Отрывок
- - -
До сих пор я пытался в детских рисунках воссоздать жизнь на тех же основаниях, которые мне виделись в ней. Нарисовав, к примеру, человечка, я рисовал ему дом, огород, магазин, дорогу, собаку. Я старался сделать так, чтобы человеку было удобно в моем рисунке.
В рисунках Василия Григорьевича я впервые столкнулся с иным под — ходом к изображаемому миру. В этом подходе была какая‑то высшая правота — право выделить предмет из мира и представить его в неком одиночестве, вне повседневных отношений с другими предметами, а лишь в высшей связи, смысл которой нам не всегда дано понять.
Одна из акварелей Василия Григорьевича— букет полевых цветов — сохранилась в нашей семье…
В это лето весь быт нашего дома располагался вокруг Василия Григорьевича. К его делу все относились с величайшим благоговением, и как будто не только присутствовали, но и участвовали в нем. Василий Григорьевич был первым человеком в моей жизни, для которого главным делом была литература. С детства его облик, его способ жизни и во многом его воззрения были для меня образцом того, как должен жить и что собой представлять писатель. Он был образцом мужества, трудолюбия, неискания славы, достоинства, сохранявшихся во всех обстоятельствах его жизни.
- - -
Сохранённые записи из коллекции:

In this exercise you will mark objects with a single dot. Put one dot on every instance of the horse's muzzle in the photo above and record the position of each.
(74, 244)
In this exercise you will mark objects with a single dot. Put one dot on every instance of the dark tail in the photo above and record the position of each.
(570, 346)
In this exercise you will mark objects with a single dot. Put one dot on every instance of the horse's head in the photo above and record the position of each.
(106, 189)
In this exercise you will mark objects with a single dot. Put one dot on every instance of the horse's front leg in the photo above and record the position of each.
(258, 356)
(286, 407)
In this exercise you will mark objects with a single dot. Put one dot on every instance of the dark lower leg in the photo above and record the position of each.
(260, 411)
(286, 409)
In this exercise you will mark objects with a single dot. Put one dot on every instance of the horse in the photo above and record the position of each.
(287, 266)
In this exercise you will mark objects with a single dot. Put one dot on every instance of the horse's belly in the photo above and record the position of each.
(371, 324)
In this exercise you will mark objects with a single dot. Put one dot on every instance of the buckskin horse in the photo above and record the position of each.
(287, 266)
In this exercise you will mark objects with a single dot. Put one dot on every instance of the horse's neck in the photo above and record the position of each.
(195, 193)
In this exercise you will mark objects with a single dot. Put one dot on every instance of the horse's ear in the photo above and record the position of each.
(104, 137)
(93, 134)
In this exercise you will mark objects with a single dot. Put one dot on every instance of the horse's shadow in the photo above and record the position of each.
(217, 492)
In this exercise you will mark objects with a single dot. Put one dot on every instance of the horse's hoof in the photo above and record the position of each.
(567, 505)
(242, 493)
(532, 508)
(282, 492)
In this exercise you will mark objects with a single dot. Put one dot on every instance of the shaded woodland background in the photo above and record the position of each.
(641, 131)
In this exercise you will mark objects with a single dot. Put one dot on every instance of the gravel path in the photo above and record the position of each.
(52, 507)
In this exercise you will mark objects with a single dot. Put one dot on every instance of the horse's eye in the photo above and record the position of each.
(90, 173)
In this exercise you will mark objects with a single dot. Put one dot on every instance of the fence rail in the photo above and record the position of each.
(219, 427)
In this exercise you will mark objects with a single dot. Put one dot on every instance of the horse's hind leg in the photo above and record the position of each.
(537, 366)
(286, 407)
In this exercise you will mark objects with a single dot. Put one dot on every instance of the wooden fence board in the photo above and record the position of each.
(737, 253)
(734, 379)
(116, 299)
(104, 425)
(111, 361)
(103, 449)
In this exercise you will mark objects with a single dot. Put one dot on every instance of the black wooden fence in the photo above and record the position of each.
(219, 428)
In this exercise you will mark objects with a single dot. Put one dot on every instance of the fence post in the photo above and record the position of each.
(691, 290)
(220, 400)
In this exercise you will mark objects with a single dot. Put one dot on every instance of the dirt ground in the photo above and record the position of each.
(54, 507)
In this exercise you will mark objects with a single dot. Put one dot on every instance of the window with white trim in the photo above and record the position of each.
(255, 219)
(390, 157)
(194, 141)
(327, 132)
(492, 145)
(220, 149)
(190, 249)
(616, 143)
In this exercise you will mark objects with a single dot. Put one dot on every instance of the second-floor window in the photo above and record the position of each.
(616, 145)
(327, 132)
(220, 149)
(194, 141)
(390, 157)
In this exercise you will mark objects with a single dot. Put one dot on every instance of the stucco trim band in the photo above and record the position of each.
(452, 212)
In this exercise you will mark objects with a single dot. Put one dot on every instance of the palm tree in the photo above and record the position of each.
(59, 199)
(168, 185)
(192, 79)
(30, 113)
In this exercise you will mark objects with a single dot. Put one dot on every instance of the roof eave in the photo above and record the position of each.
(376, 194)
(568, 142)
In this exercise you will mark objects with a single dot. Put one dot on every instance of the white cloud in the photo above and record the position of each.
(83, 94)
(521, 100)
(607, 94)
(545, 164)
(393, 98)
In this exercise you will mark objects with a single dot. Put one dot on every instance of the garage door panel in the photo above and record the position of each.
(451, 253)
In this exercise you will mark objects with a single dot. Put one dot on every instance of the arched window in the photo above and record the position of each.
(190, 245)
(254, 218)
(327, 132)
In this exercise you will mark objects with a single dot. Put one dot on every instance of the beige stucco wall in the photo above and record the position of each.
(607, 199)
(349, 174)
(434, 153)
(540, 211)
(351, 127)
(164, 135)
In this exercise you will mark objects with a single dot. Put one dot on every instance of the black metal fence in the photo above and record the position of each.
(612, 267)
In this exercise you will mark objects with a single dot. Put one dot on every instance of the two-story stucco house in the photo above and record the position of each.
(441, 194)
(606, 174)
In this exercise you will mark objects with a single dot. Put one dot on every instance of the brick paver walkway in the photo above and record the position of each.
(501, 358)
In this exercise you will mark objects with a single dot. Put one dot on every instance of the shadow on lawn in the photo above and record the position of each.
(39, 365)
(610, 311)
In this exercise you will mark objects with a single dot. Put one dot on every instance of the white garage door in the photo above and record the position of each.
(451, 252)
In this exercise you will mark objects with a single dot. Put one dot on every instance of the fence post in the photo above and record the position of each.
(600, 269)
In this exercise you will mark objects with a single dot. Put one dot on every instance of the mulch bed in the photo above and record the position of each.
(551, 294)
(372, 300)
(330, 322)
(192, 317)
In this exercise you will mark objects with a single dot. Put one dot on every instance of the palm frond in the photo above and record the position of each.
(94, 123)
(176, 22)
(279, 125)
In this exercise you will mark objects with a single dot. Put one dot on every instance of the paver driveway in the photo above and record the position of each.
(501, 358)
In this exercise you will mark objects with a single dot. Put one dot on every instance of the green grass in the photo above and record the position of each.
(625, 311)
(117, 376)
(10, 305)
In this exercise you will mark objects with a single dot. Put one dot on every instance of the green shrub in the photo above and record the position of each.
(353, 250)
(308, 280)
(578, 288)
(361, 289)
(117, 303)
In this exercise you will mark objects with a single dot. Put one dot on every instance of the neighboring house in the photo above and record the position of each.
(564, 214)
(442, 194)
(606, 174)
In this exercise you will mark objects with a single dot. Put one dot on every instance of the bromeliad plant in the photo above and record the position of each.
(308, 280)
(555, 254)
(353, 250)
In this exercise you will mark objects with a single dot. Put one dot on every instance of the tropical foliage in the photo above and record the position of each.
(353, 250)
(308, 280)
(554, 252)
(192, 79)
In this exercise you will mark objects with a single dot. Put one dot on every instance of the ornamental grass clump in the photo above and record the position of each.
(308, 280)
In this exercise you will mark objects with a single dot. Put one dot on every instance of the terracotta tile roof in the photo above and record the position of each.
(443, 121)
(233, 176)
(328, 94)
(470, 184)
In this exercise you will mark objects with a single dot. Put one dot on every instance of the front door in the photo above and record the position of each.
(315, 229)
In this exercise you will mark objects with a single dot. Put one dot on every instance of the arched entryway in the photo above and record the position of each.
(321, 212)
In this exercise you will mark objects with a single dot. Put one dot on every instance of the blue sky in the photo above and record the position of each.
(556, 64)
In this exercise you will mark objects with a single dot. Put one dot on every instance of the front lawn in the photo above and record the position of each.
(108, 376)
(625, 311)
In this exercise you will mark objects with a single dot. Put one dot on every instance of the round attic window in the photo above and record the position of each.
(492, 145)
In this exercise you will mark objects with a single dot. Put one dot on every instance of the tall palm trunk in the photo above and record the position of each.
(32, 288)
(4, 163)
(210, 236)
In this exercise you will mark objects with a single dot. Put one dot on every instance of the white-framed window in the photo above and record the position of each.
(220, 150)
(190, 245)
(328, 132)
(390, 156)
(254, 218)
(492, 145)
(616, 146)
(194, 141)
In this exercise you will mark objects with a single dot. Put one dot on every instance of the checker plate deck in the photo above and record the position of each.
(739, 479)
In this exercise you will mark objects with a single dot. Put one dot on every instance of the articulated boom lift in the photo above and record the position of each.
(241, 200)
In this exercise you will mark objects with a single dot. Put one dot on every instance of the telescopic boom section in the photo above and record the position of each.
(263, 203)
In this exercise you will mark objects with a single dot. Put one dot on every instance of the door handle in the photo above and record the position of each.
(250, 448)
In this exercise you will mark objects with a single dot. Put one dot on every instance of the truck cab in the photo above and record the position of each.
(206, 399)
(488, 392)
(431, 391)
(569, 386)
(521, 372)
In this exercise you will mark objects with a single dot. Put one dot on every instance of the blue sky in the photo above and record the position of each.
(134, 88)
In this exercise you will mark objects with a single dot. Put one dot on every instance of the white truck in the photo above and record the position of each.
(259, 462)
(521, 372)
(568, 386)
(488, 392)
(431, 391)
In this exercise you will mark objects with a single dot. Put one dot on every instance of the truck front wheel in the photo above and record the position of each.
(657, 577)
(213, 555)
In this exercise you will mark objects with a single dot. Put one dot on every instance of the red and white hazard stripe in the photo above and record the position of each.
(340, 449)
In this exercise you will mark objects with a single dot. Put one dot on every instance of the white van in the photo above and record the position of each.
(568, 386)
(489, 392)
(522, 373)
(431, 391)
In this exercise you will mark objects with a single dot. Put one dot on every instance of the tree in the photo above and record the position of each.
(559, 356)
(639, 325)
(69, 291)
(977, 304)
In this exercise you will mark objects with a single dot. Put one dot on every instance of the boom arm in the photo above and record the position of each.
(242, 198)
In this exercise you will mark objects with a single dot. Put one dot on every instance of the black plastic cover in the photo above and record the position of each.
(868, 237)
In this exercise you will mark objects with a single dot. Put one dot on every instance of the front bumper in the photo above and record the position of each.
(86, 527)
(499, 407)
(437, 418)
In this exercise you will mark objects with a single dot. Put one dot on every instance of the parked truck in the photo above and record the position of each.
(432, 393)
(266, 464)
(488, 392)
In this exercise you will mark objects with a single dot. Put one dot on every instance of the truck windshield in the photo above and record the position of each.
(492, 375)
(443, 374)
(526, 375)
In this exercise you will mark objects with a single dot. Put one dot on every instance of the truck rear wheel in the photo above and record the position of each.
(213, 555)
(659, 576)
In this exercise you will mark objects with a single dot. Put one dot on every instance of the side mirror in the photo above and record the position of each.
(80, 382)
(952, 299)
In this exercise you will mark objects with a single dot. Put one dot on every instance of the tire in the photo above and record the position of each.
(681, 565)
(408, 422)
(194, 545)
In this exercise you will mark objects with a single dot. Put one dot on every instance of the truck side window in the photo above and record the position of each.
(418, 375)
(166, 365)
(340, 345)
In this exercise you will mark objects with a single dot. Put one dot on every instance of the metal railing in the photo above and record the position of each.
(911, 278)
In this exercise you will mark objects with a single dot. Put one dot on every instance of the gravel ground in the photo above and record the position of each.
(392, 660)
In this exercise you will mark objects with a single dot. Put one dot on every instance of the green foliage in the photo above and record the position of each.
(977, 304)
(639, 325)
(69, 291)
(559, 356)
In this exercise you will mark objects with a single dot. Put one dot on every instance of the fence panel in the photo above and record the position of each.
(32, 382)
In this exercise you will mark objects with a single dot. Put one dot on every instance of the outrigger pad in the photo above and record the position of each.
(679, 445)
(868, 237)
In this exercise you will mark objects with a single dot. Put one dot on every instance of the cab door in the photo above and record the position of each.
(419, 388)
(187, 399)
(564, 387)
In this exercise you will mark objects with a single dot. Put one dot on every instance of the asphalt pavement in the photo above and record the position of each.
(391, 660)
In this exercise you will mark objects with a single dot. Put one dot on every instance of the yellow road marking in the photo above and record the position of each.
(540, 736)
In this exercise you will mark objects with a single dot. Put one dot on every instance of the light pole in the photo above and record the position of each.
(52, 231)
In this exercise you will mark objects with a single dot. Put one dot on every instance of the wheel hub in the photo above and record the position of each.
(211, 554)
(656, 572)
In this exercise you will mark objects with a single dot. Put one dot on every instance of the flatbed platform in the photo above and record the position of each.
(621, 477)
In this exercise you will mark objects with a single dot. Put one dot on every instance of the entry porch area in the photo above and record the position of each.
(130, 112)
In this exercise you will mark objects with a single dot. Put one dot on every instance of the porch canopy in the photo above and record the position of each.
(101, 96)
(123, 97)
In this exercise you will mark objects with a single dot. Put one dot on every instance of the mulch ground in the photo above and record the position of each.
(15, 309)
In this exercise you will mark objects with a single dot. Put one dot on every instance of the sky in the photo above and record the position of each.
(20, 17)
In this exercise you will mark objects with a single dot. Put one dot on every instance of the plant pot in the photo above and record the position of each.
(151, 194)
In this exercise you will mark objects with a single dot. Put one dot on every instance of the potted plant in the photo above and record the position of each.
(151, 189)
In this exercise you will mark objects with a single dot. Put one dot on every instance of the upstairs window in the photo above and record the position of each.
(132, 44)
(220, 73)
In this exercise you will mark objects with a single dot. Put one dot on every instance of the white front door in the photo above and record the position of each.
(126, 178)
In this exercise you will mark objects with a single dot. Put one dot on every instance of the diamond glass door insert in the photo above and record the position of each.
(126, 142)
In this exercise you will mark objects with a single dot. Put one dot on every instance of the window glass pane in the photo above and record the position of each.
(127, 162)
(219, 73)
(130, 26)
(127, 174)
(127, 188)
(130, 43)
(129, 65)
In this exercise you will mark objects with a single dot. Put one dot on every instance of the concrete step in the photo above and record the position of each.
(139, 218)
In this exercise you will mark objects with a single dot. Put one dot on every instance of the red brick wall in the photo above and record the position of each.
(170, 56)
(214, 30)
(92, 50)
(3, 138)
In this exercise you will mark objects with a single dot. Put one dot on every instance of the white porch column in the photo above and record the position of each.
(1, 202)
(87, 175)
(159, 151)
- - -
Задания
[a] Ответьте по отрывку о Василии Григорьевиче:
(i) Что рисовалось человечку в детских рисунках?
(ii) Какая акварель Василия Григорьевича сохранилась в семье?
(iii) Образцом каких качеств был Василий Григорьевич?
[b] Отредактируйте отрывок о Василии Григорьевиче. Приведите часть, которая начинается со слов «Одна из акварелей» и заканчивается словами «обстоятельствах его жизни.», заменив в ней «литература» на «музыка».
[c] Продолжите отрывок о Василии Григорьевиче с того места, где он заканчивается.

Ответы
[a]
(i) Дом, огород, магазин, дорога, собака.
(ii) Букет полевых цветов.
(iii) Мужества, трудолюбия, неискания славы, достоинства.

[b]
Одна из акварелей Василия Григорьевича— букет полевых цветов — сохранилась в нашей семье…
В это лето весь быт нашего дома располагался вокруг Василия Григорьевича. К его делу все относились с величайшим благоговением, и как будто не только присутствовали, но и участвовали в нем. Василий Григорьевич был первым человеком в моей жизни, для которого главным делом была музыка. С детства его облик, его способ жизни и во многом его воззрения были для меня образцом того, как должен жить и что собой представлять писатель. Он был образцом мужества, трудолюбия, неискания славы, достоинства, сохранявшихся во всех обстоятельствах его жизни.

[c]
Наверное, атмосфера того памятного лета была причиной моего первого тогда написанного стихотворения.
Василию Григорьевичу было около пятидесяти, когда я увидел его впервые. У него за спиной была жизнь, насыщенная событиями, переменами, увлечениями, занятиями, путешествиями, педагогическими опытами, журнальной и издательской работой.
Но в эту пору он как бы начинался сызнова, рождался заново как писатель. Он недавно только возвратился из безвестной азиатской глуши, из Сибири, из забытого богом Урянхайского края, чтобы стать писателем Василием Яном, — возвращался с новыми Надеждами, замыслами, увлечениями, обогащенный трудным периодом жизни, удивительно нерастраченный, свежий, готовый воспринять новую действительность, новый быт и новых людей.
В этой свежести, в конструктивности натуры, может быть, и кроется главная тайна его личности, главный ее движитель.
Удивительной, почти чудесной, была черта приятия новой жизни у человека давно сложившегося, прожившего полвека в иной среде, в ином окружении, чудесной казалась эта способность оставить где‑то, в прежних годах, громоздкий и замысловатый багаж прошлого и легкой походкой пойти навстречу трудностям и бедам, заботам и потерям последней трети своей жизни.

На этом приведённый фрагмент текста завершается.